(DATASET RECORDS Opens)

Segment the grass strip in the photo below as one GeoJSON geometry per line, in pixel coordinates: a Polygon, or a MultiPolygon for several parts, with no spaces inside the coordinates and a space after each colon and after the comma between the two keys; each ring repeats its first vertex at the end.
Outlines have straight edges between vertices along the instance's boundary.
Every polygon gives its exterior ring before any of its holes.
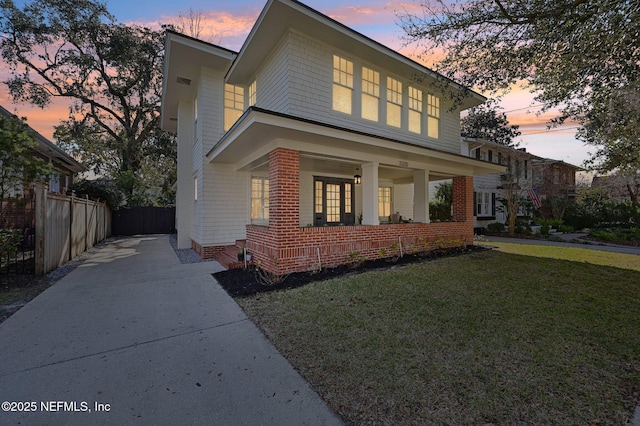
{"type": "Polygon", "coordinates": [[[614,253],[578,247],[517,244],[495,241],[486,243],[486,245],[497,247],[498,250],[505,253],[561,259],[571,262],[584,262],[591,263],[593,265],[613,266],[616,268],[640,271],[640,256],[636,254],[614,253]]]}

(DATASET RECORDS Closes)
(DATASET RECORDS Opens)

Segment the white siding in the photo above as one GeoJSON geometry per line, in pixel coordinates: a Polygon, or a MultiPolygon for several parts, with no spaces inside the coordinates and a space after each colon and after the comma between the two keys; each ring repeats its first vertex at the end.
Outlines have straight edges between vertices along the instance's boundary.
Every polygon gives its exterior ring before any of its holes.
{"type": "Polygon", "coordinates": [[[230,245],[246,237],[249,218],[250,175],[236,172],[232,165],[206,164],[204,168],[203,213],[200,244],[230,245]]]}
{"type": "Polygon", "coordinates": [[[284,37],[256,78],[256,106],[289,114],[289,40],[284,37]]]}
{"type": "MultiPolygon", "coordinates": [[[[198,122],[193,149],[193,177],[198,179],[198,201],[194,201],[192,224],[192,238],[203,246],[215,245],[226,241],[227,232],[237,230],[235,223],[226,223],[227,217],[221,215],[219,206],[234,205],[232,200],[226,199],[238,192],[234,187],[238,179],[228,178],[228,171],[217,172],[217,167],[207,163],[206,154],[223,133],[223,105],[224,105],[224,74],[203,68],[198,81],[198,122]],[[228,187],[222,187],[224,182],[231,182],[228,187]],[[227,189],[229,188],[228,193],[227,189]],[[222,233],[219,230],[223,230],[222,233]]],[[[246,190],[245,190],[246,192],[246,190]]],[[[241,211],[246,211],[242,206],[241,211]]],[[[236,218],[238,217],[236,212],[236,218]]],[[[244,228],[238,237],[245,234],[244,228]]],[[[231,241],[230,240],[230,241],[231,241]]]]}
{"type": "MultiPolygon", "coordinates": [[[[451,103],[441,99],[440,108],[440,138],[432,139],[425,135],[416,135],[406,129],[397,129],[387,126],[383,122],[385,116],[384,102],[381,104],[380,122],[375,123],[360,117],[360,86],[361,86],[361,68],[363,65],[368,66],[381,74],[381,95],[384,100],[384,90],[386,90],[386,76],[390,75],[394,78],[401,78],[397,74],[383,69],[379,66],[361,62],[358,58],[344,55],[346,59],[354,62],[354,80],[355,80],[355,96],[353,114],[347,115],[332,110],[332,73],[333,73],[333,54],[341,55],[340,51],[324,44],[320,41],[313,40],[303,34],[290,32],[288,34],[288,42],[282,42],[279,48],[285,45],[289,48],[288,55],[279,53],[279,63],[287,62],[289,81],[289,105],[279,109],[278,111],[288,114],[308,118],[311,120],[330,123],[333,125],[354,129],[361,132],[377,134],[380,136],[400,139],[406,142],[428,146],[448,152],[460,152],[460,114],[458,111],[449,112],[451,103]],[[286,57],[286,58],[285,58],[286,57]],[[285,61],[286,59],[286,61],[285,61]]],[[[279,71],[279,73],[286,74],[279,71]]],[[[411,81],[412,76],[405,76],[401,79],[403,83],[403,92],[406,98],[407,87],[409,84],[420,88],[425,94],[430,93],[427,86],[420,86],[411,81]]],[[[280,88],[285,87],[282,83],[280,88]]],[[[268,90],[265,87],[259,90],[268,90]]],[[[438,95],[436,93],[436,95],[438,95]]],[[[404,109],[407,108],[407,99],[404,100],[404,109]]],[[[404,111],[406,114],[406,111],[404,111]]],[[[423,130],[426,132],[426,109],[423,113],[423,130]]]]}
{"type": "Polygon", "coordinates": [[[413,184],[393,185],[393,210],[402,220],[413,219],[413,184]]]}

(DATASET RECORDS Closes)
(DATASET RECORDS Opens)

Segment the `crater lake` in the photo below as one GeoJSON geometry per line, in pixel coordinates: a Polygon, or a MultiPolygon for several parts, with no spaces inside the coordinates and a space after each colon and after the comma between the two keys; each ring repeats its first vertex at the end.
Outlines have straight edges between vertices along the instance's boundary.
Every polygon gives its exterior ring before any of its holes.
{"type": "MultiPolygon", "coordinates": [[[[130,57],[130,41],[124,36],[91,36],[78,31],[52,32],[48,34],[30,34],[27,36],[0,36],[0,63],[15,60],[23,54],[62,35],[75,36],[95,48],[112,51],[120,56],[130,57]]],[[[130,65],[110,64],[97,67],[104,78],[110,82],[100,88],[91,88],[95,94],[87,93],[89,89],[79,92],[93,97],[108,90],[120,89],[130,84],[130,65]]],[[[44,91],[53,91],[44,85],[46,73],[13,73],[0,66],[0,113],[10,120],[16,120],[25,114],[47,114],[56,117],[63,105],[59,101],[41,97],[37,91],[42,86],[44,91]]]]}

(DATASET RECORDS Closes)

Copy every line of the listing that contains the word "colon".

Segment the grass strip in the photo below as one GeoJSON geometry per line, in pixel coordinates: a Polygon, or a MultiPolygon for several parts, with no spaces inside the coordinates and a space after each colon and after the comma between the two keys; each ring repeats its first vertex at the end.
Segment the white siding in the photo above as one GeoJSON geometry per line, in pixel coordinates: a Polygon, or a MultiPolygon for several parts, with no spaces inside the coordinates and a space after each colon and after the comma between the two keys; each ring repeats its first vertex at the end.
Segment the `crater lake` in the photo below as one GeoJSON geometry per line, in pixel coordinates: a Polygon, or a MultiPolygon for several parts, with no spaces inside the coordinates and a space after each colon and after the comma between the two keys; each ring repeats its first vertex at the end.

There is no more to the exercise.